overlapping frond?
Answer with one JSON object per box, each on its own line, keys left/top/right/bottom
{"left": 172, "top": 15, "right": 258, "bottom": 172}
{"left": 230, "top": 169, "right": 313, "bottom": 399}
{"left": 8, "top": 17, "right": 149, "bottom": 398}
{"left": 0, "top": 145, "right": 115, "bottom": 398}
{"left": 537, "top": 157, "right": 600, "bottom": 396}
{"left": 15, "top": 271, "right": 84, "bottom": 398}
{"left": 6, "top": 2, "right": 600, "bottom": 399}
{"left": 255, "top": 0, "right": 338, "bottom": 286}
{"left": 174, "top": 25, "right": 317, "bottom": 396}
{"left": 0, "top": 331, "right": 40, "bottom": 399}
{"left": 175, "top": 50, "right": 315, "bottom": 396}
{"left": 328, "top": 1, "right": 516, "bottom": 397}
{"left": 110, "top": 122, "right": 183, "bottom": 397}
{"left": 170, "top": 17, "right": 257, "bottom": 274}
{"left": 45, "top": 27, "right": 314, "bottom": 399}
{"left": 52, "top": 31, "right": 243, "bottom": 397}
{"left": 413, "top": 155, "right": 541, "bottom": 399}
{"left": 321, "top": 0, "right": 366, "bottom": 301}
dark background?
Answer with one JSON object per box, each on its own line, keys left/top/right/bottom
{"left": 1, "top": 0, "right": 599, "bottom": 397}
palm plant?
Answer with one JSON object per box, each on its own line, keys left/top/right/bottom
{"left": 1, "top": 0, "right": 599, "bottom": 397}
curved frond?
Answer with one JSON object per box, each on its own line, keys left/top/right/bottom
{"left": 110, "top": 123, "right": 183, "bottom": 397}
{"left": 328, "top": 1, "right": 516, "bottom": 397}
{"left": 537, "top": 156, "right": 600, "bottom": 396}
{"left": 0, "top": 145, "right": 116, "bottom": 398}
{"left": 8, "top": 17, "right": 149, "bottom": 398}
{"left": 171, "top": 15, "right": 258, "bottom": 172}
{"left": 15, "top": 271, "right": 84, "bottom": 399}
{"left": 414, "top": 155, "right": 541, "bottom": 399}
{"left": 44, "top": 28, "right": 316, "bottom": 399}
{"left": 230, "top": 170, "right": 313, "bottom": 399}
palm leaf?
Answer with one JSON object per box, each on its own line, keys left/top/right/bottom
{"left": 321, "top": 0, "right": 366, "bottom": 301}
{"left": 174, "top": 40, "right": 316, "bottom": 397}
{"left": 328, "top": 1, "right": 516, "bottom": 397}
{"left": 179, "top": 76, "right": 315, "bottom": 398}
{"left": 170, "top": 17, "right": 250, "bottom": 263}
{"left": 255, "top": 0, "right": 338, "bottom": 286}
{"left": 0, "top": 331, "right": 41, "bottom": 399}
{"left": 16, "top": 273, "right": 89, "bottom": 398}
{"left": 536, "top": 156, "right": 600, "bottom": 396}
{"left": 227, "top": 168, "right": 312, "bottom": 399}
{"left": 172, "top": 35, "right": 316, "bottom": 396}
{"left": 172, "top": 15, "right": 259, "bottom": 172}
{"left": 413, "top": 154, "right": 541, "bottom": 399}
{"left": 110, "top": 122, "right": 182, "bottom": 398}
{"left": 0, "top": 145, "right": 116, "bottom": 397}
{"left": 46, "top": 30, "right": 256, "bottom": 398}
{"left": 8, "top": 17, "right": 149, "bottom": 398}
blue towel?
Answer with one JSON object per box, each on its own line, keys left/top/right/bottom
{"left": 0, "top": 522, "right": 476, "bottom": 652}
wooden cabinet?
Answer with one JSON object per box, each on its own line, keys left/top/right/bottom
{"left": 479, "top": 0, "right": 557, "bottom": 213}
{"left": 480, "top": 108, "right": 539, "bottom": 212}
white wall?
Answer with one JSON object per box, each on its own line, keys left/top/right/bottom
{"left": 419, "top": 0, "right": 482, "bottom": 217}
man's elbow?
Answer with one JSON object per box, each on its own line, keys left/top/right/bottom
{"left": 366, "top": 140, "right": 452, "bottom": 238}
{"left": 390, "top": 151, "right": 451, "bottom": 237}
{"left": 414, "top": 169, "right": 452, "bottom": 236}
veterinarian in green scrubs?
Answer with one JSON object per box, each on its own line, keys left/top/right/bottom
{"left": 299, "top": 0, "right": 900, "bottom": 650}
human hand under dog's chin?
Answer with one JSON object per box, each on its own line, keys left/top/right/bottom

- - - -

## WORK INSTRUCTION
Each record above is to be written out again exactly.

## ANSWER SPACE
overlapping frond?
Answer with one JSON object per box, each on its own line, keys left/top/right/bottom
{"left": 172, "top": 15, "right": 258, "bottom": 172}
{"left": 230, "top": 169, "right": 313, "bottom": 399}
{"left": 8, "top": 17, "right": 149, "bottom": 398}
{"left": 0, "top": 145, "right": 115, "bottom": 398}
{"left": 537, "top": 157, "right": 600, "bottom": 396}
{"left": 15, "top": 271, "right": 84, "bottom": 398}
{"left": 6, "top": 2, "right": 600, "bottom": 399}
{"left": 255, "top": 0, "right": 338, "bottom": 286}
{"left": 174, "top": 25, "right": 317, "bottom": 396}
{"left": 0, "top": 331, "right": 40, "bottom": 399}
{"left": 175, "top": 50, "right": 315, "bottom": 396}
{"left": 328, "top": 1, "right": 516, "bottom": 397}
{"left": 110, "top": 122, "right": 183, "bottom": 397}
{"left": 170, "top": 17, "right": 257, "bottom": 274}
{"left": 45, "top": 27, "right": 314, "bottom": 399}
{"left": 52, "top": 31, "right": 243, "bottom": 397}
{"left": 413, "top": 155, "right": 541, "bottom": 399}
{"left": 321, "top": 0, "right": 366, "bottom": 301}
dark background?
Answer with one JSON object per box, each on its own line, keys left/top/right/bottom
{"left": 1, "top": 0, "right": 599, "bottom": 397}
palm plant?
Answer with one JSON object per box, each on its own line, keys left/top/right/bottom
{"left": 1, "top": 0, "right": 599, "bottom": 397}
curved frond?
Answer with one JSON object per box, each on its own line, keys left/top/right/bottom
{"left": 110, "top": 123, "right": 183, "bottom": 397}
{"left": 328, "top": 1, "right": 516, "bottom": 397}
{"left": 537, "top": 156, "right": 600, "bottom": 396}
{"left": 0, "top": 145, "right": 116, "bottom": 398}
{"left": 8, "top": 17, "right": 149, "bottom": 398}
{"left": 171, "top": 15, "right": 258, "bottom": 172}
{"left": 15, "top": 271, "right": 84, "bottom": 399}
{"left": 414, "top": 155, "right": 541, "bottom": 399}
{"left": 44, "top": 28, "right": 316, "bottom": 399}
{"left": 230, "top": 170, "right": 313, "bottom": 399}
palm leaf?
Answer with one JSON object per box, each on its own line, keys left/top/right/bottom
{"left": 321, "top": 0, "right": 366, "bottom": 301}
{"left": 174, "top": 40, "right": 316, "bottom": 397}
{"left": 328, "top": 1, "right": 516, "bottom": 397}
{"left": 179, "top": 76, "right": 315, "bottom": 398}
{"left": 170, "top": 17, "right": 250, "bottom": 263}
{"left": 255, "top": 0, "right": 338, "bottom": 286}
{"left": 0, "top": 331, "right": 41, "bottom": 399}
{"left": 16, "top": 273, "right": 89, "bottom": 398}
{"left": 536, "top": 156, "right": 600, "bottom": 396}
{"left": 227, "top": 168, "right": 312, "bottom": 399}
{"left": 172, "top": 35, "right": 316, "bottom": 396}
{"left": 172, "top": 15, "right": 259, "bottom": 172}
{"left": 413, "top": 154, "right": 541, "bottom": 399}
{"left": 110, "top": 122, "right": 182, "bottom": 398}
{"left": 0, "top": 145, "right": 116, "bottom": 397}
{"left": 46, "top": 30, "right": 256, "bottom": 398}
{"left": 8, "top": 17, "right": 149, "bottom": 398}
blue towel?
Answer with one JSON object per box, each on its own line, keys left/top/right/bottom
{"left": 0, "top": 522, "right": 476, "bottom": 652}
wooden cabinet?
Answer with one JSON object per box, each on its own line, keys left/top/right/bottom
{"left": 479, "top": 0, "right": 557, "bottom": 213}
{"left": 480, "top": 108, "right": 539, "bottom": 212}
white wall?
Answer with one JSON object per box, each on its own line, keys left/top/right/bottom
{"left": 419, "top": 0, "right": 482, "bottom": 217}
man's elbow?
Answer with one JSON object per box, each on its own line, keys left/top/right/bottom
{"left": 366, "top": 140, "right": 452, "bottom": 238}
{"left": 390, "top": 151, "right": 451, "bottom": 237}
{"left": 414, "top": 169, "right": 452, "bottom": 236}
veterinarian in green scrubs?
Answer with one JSON object per box, each on its own line, keys left/top/right/bottom
{"left": 299, "top": 0, "right": 900, "bottom": 650}
human hand under dog's chin?
Answer with one JSON object per box, each on its own line, keys left/top/right/bottom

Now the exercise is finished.